= Activity =
The whole listing should be retyped word for word, apart from the pictures it holds.

##### Information shown #####

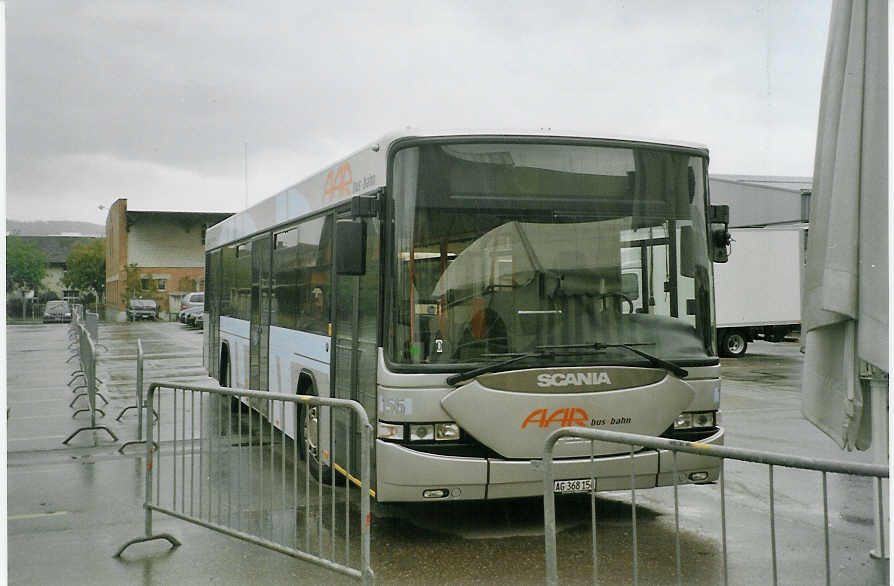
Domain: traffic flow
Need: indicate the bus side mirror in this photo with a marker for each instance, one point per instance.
(350, 247)
(719, 233)
(687, 264)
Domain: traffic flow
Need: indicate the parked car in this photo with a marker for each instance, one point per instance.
(142, 309)
(190, 300)
(191, 314)
(57, 312)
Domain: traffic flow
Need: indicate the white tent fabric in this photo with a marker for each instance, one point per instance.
(845, 305)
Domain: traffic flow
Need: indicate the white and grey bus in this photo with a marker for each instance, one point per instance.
(475, 292)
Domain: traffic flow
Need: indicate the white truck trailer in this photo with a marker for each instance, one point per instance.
(758, 292)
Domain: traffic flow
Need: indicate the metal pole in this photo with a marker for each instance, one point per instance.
(148, 480)
(139, 388)
(878, 385)
(549, 516)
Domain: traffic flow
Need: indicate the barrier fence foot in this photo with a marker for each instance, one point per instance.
(123, 411)
(170, 538)
(77, 431)
(97, 409)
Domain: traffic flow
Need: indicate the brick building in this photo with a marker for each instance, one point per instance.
(154, 254)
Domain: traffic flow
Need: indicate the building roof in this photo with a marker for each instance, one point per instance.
(760, 200)
(796, 184)
(55, 247)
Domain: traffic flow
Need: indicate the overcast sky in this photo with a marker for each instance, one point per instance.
(154, 101)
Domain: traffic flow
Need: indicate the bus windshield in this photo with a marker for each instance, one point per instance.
(501, 248)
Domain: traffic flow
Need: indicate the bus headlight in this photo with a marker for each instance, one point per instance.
(683, 421)
(422, 432)
(446, 431)
(418, 432)
(695, 420)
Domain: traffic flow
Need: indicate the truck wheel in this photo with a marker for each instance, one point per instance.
(733, 344)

#####

= Answer box =
Domain: traffic flow
Need: indicate the bus side mirror in this photo with a marker for each instance, one point per instance.
(350, 247)
(719, 233)
(687, 264)
Domain: traffic flow
Need: indicate the parked car in this photo with a marker for each instance, one point per instance.
(142, 309)
(190, 300)
(191, 314)
(57, 312)
Domain: traffic flow
Need: indicate the white tent fabric in this photo with a marker for each instance, one point per instance.
(845, 305)
Domain: traffic flow
Need: indicate the white and grey bus in this photo with a marker for each instance, one point per instance.
(475, 292)
Domain: traffic flow
Need: indicate the white truck trailer in this photo with a marker for each instance, one point per instance.
(758, 292)
Domain: traffic flow
Need: indicate the metal pole in this photo with a marker for each instance, one point per instance.
(148, 480)
(139, 388)
(878, 385)
(549, 516)
Domain: traffic flow
Need: indicate the barrier fence foot in this photo with a marker for each instance, one point per instance.
(123, 411)
(170, 538)
(77, 431)
(97, 409)
Domain: traffic flow
Need: indicate the brick building in this photo with a marker for each instance, one point per instance.
(154, 254)
Domain: traffic flow
Need: indicate the building roof in this photo with a marker for each instance, one point per instance.
(760, 200)
(796, 184)
(55, 247)
Domain: traffic flow
Need: indicate the overcast sky in this photo with a marker for each instance, one point per instance.
(154, 101)
Domain: traffic flow
Need: indicate the bus windshield in this photo with a marker for each instance, one point per instance.
(501, 248)
Domain: traffic flow
Need: indicate the bus headlight in this photo with a marker for each instance, one point per instance.
(683, 421)
(422, 432)
(446, 431)
(418, 432)
(695, 420)
Domain: traffic flow
Need: indicate the truck wheel in this photo with a marker for each instance, one point per instance.
(733, 344)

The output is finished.